(Exercise details)
Extend the biography of the Liverpool merchant John Gladstone below, picking up right after its final sentence.
BEGIN Text excerpt
GLADSTONE, John (1764-1851), of Rodney Street, Liverpool and Seaforth House, Lancs.

Published in The History of Parliament: the House of Commons 1790-1820, ed. R. Thorne, 1986
Available from Boydell and Brewer

Constituency

Dates

1818 - 1820
1820 - 1826
1826 - 19 Mar. 1827

Family and Education

b. 11 Dec. 1764, 1st s. of Thomas Gladstones, merchant and shopkeeper, of Leith, Edinburgh by Helen, da. of Walter Neilson, merchant, of Springfield, Edinburgh. m. (1) 5 May 1791, Jane (d. 16 Apr. 1798)1 da. of Joseph Hall, merchant, of Liverpool, s.p.; (2) 29 Apr. 1800, Anne, da. of Andrew Robertson, provost of Dingwall, Ross, 4s. 2da. Dropped final ‘s’ from name informally 1787 and by royal lic. 10 Feb. 1835. cr. Bt. 18 July, 1846.

Offices Held

Biography

Gladstone was apprenticed in 1777 to the manager of a local ropery and, after serving his time, entered his father’s modestly prosperous business, which was primarily concerned with wholesale and retail trading in corn, flour and general provisions, with subsidiary interests in milling, whaling and chemicals. He made business trips to Germany and the Baltic ports in 1784, and two years later to Liverpool, where he met Edgar Corrie, a lowland Scot, who throve there as a brewer and senior partner in a firm of corn factors and was looking for a young man of talent to assist him in his ambitious schemes to make a major incursion into the Liverpool corn trade. After a brief period of training in London, when he made some useful contacts in the shipping world, Gladstone went to Liverpool to become Corrie’s partner for a term of 14 years, along with Jackson Bradshaw. His initial investment in the venture was £1,500, of which £500 represented his own savings, the remainder having been borrowed from his father and a Leith business associate. The firm of Corrie, Gladstone and Bradshaw prospered and by 1795 Gladstone, who had distinguished himself in 1790 by his handling of a potentially disastrous speculation in American corn (the last time in his life that he went abroad), was worth £16,000. He invested in urban development, buying up 345 yards of frontage on Rodney Street, where he built an imposing house to accommodate his sickly first wife, and putting over £1,600 into the Goree warehouse scheme. He turned increasingly to owning and operating ships on his own account, did considerable business in ship insurance and, eager to expand further, prepared for the day when he would be released from his arrangement with Corrie, with whom his relations had turned sour, by setting up his brother Robert in business with a loan of £2,500. By 1799 his fortune was £40,000.
END Text excerpt
BEGIN Data entries
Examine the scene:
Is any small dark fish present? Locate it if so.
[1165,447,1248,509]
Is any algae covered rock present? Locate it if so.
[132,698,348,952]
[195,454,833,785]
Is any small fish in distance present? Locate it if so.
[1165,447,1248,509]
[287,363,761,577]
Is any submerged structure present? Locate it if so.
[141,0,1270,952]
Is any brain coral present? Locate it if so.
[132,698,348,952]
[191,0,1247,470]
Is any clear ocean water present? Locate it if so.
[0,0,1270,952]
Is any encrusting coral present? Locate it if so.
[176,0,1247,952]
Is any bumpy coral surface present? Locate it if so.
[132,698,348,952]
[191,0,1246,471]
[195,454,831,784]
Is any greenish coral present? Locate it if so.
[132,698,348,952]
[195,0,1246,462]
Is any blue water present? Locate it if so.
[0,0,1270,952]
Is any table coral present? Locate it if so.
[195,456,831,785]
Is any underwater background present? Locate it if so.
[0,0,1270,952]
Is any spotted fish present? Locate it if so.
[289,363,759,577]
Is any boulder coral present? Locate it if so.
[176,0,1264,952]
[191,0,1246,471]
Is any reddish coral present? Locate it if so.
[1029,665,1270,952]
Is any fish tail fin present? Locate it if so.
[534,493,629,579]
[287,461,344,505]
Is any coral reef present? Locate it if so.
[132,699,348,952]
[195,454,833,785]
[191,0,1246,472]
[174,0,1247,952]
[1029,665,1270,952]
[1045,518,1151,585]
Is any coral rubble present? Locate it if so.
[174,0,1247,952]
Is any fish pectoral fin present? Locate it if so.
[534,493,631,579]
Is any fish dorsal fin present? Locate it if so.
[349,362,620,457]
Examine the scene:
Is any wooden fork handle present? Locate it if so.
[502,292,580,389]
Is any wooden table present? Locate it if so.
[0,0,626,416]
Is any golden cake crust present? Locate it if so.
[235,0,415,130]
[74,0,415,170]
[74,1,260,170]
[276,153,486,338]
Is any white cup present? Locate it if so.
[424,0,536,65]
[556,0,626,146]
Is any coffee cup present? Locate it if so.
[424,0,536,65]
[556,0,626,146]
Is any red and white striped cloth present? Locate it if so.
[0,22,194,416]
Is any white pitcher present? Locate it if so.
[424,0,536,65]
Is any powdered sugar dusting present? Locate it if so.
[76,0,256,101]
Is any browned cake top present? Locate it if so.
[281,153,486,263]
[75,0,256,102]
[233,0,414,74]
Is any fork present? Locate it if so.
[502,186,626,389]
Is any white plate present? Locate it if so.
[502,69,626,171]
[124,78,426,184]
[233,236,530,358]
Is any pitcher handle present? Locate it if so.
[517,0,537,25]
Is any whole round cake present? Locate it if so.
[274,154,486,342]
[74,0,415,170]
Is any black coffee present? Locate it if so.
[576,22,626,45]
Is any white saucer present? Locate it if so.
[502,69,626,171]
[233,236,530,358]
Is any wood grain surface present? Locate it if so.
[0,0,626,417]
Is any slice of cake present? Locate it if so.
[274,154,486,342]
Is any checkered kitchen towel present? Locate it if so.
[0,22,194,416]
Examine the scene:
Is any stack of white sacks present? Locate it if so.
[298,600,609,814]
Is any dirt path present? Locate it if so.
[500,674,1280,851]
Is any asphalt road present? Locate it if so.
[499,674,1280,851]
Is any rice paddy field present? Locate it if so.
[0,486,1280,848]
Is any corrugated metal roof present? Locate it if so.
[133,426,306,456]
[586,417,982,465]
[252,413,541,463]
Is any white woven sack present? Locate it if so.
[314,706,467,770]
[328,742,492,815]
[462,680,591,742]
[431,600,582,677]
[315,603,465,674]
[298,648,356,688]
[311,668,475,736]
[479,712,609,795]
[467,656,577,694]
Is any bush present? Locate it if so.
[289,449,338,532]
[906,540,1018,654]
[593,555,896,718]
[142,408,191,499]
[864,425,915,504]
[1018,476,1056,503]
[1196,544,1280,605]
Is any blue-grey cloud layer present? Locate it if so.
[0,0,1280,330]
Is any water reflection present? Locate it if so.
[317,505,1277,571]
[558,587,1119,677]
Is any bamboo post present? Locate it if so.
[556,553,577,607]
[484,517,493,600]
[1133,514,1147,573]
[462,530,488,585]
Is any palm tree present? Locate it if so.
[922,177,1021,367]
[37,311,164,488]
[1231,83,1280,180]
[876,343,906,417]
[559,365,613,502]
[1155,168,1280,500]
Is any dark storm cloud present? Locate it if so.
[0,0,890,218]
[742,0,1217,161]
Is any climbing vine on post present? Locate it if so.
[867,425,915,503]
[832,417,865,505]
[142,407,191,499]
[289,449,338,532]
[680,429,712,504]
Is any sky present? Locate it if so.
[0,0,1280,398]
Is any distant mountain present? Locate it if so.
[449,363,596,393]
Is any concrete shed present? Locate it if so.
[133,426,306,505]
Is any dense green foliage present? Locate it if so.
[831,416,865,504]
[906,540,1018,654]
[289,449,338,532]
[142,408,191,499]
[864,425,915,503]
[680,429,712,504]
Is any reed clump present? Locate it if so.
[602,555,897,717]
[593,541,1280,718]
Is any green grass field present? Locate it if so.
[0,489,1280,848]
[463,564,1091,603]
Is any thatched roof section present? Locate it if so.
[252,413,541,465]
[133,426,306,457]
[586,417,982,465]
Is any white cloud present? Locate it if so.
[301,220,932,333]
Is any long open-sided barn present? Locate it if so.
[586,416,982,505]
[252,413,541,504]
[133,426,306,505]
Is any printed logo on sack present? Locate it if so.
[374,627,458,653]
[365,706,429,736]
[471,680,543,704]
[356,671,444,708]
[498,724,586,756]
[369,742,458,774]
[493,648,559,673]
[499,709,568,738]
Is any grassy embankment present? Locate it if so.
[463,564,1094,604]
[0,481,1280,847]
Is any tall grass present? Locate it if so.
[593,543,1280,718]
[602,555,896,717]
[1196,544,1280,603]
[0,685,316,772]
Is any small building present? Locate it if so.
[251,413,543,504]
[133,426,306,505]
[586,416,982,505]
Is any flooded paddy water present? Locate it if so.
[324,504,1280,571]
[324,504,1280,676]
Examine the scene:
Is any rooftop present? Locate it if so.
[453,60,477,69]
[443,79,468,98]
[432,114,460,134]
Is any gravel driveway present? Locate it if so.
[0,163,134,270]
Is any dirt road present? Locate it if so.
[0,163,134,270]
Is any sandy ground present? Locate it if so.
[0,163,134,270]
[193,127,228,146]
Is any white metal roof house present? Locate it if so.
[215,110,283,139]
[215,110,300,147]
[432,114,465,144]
END Data entries
(Task answer)
In 1800, he and Robert signed articles of partnership for 14 years and in 1805 they took in George Grant as a third partner. They continued to deal in corn, but maintained Gladstone’s other business interests, moved into the South American and Russian trades and from 1803 became increasingly involved in the West Indian trade, particularly with Demerara. Through mortgages and agencies Gladstone steadily increased his stake in the West Indies, eventually moving into outright ownership of plantations: by 1821 over half his total wealth derived from his West Indian interests. On the eve of emancipation, which he strongly resisted, he was the direct owner of over 1,000 slaves and the indirect owner of many more. In 1812, he and Grant formed a West Indian trading house entirely separate from the firm of John and Robert Gladstone, which handled the other business and the East Indian trade into which Gladstone was quick to move when it was opened in 1814. He formed another partnership for the Demerara trade in 1817, brought in John Wilson to join himself and Grant the following year and in 1821, after quarrelling with Robert, set up the new firm of John Gladstone & Co. to deal with the East Indian business. All his companies were finally merged into the house of Gladstone, Grant and Wilson. By 1817, all six of his brothers were in business in Liverpool, all dependent on him to some degree.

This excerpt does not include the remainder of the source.